[START OF Excerpt to read]

[gmx-users] NPE simulations: where does all the energy go?

Vasilii Artyukhov darth.vasya at gmail.com
Sun Oct 18 14:05:33 CEST 2009


Dear colleagues,

There is probably some stupidity involved in my question, but I want to use
GROMACS to explore water phase equilibria using the phase coexistence
technique. This means that my simulation cell contains a liquid slab and an
ice slab in contact, and what I'm trying to do is to see which way the
interface moves depending on the external conditions. The system is
preequilibrated (100-ps NPT run at T slightly above or below the phase
transition temperature).

Now, normally one would want to use NVE simulations to just let the system
reach its equilibrium temperature, however, the density difference between
the liquid and the solid would result in all kinds of issues with pressure.

[END OF Excerpt to read]

Task set ▸
- A) Answer these about the GROMACS post:
(i) What two things are in contact in the simulation cell?
(ii) How long was the NPT run used to preequilibrate the system?
(iii) What would the density difference between the liquid and the solid cause?
- B) Carry the GROMACS post forward from its last sentence.
You can answer without the data that comes after this.

[START OF Collected data]

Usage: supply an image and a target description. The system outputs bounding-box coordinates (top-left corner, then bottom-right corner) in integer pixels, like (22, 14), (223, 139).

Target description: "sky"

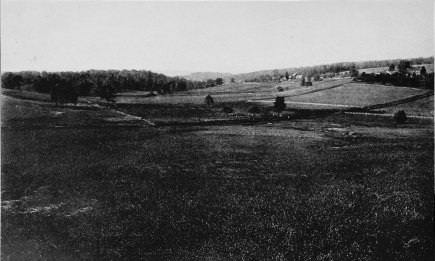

[END OF Collected data]

Answers by task ▸
- A)
(i) A liquid slab and an ice slab.
(ii) 100 ps.
(iii) All kinds of issues with pressure.

- B)
So it seems that a barostat is required. But what I see in NPE runs is that
my system loses energy. The total energy decreases perfectly linearly, with
both the potential energy and the temperature going down with time. I do
realize that my choice of subject to study might be rather unlucky in this
respect: since liquid water is more dense than ice, my system expands as its
energy decreases (freezing), and it also loses energy as it expands due to
mechanical work. As I understand it, some of this work might become lost
when using the first-order Berendsen barostat; however, what I would expect
from the Parrinello-Rahman barostat is to store this work in the barostat's
own "kinetic energy". And in the PR  case, the temperature drop/total energy
loss is indeed slower, but it's still there. Anyway, the temperature is
supposed to remain constant in this process, but it doesn't.

At this point I should probably mention that I'm using cutoffs for
intermolecular interactions with PME and the long-range dispersion
correction, and not PME-Switch/shifted which are advised for constant-energy
runs; however, I don't really believe that cutoff issues could explain an
effect that strong.

Sorry for the probably cumbersome explanations, but it seems I really need
some help from someone more experienced with NPE simulations to figure
out *where
does all my energy go*. Could there be some algorithmic caveat I'm unaware
of, or perhaps this behavior is completely natural and I'm just missing some
simple basic physics?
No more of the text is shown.